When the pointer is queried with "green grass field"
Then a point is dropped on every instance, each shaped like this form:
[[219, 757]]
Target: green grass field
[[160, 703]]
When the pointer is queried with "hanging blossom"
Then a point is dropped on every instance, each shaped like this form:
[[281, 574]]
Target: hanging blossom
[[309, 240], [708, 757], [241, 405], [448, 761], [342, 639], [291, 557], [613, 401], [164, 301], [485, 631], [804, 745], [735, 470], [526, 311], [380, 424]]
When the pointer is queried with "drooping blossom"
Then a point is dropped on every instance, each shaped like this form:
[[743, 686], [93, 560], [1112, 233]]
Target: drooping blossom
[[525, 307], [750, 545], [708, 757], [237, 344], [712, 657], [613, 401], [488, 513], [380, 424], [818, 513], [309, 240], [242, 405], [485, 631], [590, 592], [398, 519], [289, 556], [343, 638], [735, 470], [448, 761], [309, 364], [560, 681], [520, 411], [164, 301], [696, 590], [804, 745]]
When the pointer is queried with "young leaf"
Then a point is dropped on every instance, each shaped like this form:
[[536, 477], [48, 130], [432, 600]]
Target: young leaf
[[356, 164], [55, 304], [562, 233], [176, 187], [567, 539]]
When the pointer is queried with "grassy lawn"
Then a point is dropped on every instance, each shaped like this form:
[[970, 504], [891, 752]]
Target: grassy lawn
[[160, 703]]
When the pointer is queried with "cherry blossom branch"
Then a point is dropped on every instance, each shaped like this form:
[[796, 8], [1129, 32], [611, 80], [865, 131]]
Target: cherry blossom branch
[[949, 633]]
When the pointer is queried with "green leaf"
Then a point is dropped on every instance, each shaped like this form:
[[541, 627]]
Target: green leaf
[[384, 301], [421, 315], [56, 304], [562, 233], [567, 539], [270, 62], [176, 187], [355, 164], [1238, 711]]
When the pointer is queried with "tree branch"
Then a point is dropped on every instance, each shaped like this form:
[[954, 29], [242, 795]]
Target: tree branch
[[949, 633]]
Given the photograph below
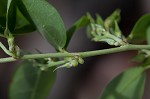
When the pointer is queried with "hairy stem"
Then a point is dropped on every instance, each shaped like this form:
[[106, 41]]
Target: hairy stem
[[81, 54]]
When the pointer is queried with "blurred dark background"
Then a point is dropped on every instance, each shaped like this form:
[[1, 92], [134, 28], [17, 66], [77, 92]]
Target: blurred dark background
[[85, 81]]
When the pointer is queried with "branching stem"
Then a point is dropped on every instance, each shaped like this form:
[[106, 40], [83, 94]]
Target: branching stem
[[81, 54]]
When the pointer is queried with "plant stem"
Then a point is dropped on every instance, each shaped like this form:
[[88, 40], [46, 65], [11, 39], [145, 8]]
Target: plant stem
[[5, 49], [81, 54]]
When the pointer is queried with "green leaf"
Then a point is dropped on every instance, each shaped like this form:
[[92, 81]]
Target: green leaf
[[11, 15], [138, 33], [23, 26], [99, 20], [3, 10], [109, 21], [127, 85], [81, 23], [31, 83], [46, 19]]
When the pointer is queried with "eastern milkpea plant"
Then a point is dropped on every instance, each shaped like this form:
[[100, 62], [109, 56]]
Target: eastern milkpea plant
[[35, 76]]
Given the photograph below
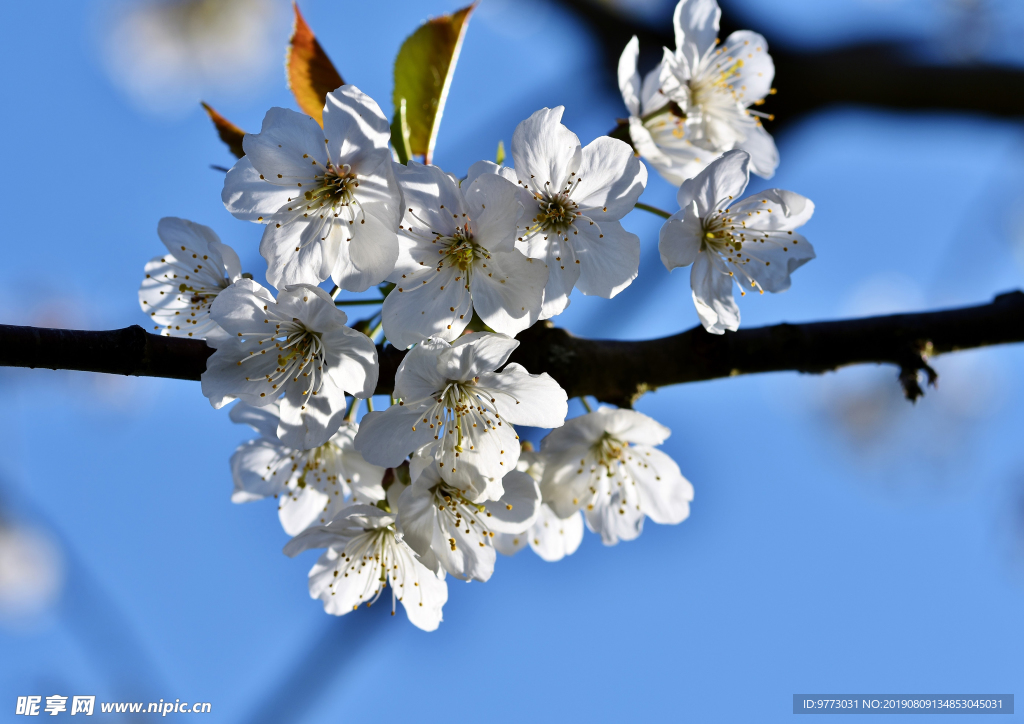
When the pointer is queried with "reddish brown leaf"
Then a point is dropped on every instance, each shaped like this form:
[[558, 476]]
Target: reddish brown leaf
[[228, 132], [310, 74]]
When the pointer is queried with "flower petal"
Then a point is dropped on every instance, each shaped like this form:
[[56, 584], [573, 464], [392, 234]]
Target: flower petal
[[610, 179], [713, 298], [518, 507], [696, 24], [386, 437], [441, 307], [761, 146], [508, 291], [665, 494], [521, 398], [288, 144], [553, 538], [755, 72], [494, 209], [680, 238], [629, 78], [609, 258], [474, 354], [716, 186], [545, 151]]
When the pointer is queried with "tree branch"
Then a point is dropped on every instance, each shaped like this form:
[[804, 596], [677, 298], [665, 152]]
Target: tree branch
[[871, 74], [614, 372]]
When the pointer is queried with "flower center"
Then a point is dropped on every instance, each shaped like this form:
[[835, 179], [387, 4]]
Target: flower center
[[460, 250], [557, 213], [301, 355], [609, 452], [203, 296], [336, 187]]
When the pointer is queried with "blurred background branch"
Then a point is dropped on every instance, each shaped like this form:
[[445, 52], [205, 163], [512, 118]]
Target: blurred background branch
[[882, 74]]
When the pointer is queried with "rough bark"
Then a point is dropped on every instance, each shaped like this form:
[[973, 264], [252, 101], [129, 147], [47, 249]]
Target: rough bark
[[612, 371]]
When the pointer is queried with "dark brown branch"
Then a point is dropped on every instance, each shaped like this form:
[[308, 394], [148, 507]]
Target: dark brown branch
[[870, 74], [614, 372]]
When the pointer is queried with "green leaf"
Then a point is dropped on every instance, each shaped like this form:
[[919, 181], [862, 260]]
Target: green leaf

┄┄┄┄┄┄┄┄┄┄

» WORK TO BE COMPLETED:
Leave out every line before the one containing "Target: dark brown branch"; set down that line and all remaining lines of the material exactly.

» TASK ANSWER:
Target: dark brown branch
[[870, 74], [614, 372]]
When the pointer is queried with "green leaf"
Then a point is dropped on every instance, each shaped like this form:
[[919, 181], [862, 260]]
Target: green leaf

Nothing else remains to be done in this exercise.